Text segment:
Jellyfish are fascinating marine creatures that have existed for millions of years. With their gelatinous bodies and floating tentacles, they are often considered one of the most beautiful creatures in the ocean and have sparked interest in their breeding in aquariums. However, they can also be quite dangerous, as some jellyfish have stings that can cause intense pain and even death.
In recent decades, jellyfish blooms have become common, and due to climate change, it is anticipated that these events will increase. These aquatic organisms are infamous for their negative effects on human economic activities such as beach tourism, fishing, aquaculture, and power plants (Purcell et al., 2007). This has led scientists to develop computer applications to identify jellyfish species.
Despite the bad reputation of jellyfish, various studies have shown their potential as food, animal feed ingredients, the use of toxins in medicine, or the use of collagen for wound healing.
There are around 50 species of jellyfish that are edible. In China, jellyfish have been commercially exploited as a significant food source for over a thousand years (Hsieh et al., 2001), and currently, their consumption is being promoted in European countries such as Italy (Bleve et al., 2019).

Supplied material:

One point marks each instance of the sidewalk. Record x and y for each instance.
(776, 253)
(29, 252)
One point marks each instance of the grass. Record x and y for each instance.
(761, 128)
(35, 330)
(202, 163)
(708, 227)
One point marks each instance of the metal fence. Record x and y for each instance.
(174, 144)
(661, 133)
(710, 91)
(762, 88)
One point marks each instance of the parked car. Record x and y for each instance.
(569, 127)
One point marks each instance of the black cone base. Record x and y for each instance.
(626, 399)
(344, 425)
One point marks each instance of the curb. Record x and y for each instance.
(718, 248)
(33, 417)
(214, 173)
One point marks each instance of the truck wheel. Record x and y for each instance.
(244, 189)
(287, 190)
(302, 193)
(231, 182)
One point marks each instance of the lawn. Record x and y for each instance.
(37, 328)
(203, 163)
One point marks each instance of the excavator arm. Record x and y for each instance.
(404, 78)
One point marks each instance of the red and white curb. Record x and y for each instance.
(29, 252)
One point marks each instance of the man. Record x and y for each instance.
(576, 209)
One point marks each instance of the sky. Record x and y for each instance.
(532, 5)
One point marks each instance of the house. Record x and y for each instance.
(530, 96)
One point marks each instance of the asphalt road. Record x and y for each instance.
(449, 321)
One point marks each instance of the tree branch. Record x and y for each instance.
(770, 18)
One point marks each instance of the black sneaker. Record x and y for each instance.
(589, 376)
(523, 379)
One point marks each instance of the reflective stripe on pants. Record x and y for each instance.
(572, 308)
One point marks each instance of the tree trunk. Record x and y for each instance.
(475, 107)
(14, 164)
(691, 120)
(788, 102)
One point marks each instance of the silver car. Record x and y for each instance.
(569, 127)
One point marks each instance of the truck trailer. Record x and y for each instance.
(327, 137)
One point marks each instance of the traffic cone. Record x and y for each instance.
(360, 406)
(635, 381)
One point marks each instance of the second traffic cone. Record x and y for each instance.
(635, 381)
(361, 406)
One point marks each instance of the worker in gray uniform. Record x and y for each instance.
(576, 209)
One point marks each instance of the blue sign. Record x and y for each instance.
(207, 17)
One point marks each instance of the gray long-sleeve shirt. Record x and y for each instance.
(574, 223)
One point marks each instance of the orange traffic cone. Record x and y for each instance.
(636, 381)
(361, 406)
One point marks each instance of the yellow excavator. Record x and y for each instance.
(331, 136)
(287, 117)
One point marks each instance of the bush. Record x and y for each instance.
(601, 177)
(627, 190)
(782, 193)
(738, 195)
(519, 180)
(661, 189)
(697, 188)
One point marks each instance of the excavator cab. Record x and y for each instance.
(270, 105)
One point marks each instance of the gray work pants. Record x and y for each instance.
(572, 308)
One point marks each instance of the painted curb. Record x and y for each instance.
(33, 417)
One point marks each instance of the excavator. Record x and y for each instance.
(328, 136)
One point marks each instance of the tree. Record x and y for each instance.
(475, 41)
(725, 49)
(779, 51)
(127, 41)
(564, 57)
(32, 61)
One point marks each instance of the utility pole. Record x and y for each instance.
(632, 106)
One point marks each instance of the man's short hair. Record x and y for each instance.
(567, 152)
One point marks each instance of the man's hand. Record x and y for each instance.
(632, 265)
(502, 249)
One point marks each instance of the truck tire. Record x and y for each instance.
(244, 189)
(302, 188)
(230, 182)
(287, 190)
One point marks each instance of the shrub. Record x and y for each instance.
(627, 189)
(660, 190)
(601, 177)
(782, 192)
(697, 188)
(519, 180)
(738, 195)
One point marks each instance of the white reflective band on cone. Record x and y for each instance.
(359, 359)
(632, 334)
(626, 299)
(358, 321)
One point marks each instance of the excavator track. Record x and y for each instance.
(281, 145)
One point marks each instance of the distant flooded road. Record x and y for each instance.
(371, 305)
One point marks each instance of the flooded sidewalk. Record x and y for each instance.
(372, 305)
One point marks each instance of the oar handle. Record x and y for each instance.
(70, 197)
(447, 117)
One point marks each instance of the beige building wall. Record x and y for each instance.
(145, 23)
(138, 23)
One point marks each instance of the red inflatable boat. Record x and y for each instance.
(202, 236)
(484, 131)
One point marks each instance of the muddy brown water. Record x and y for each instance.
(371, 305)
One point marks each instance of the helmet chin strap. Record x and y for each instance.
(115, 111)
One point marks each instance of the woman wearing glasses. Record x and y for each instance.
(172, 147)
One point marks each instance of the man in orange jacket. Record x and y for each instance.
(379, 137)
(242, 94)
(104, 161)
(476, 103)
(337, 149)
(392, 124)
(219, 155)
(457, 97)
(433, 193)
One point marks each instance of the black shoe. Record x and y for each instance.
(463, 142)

Problem description: Continue the text about jellyfish from where it stops.

Result of this exercise:
This scenario has encouraged the increase in captures of natural jellyfish populations; however, experimentation with jellyfish aquaculture for food and ornamental purposes is also underway. In this article, we will learn everything about jellyfish, from their biology to their behavior and their impact on the environment.
Characteristics of Jellyfish
Common names: jellyfish, sea jellies, jellies
Scientific name: Cnidaria
Subphylum: Medusozoa
Classes: Cubozoa, Hydrozoa, Scyphozoa, Staurozoa
What are jellyfish like?
Jellyfish have a gelatinous body composed of 95% water. They are radial animals, meaning they have a symmetrical body with equal parts extending from a central axis. The body is bell-shaped, hanging a tubular manubrium with the mouth at the lower end, sometimes extended by long tentacles loaded with stinging cells called cnidocytes, used to inject venom into prey.
The size of sea jellies ranges from one millimeter in height and diameter of the bell to about 2 meters in height and diameter of the bell.
The smallest jellyfish belong to the genera Staurocladia and Eleutheria, with bell discs ranging from 0.5 mm to a few millimeters in diameter. On the other hand, the lion’s mane jellyfish, Cyanea capillata, has been cited as the largest jellyfish in the world, and possibly the longest animal, with tentacles that can extend up to 36.5 meters long.
On the other hand, the giant jellyfish Nomura’s jellyfish (Nemopilema nomurai), found in the waters of Japan, Korea, and China, is another contender for the “largest jellyfish” in terms of diameter and weight. This sea jellies can reach a bell diameter of 2 meters and weigh around 200 kg.
Do jellyfish have brains?
Jellyfish do not have brains as we know them. However, they have radially distributed nervous systems that adapt to their unique body plan (Katsuki and Greenspan, 2013), consisting of approximately 10,000 neurons (Dajose, 2022), allowing them to respond to environmental stimuli.
Albert (2011) reports that the central nervous system of the moon jellyfish Aurelia sp. coordinates motor responses, such as sensory feedback, creating numerous adaptive behaviors critical for the survival of these species.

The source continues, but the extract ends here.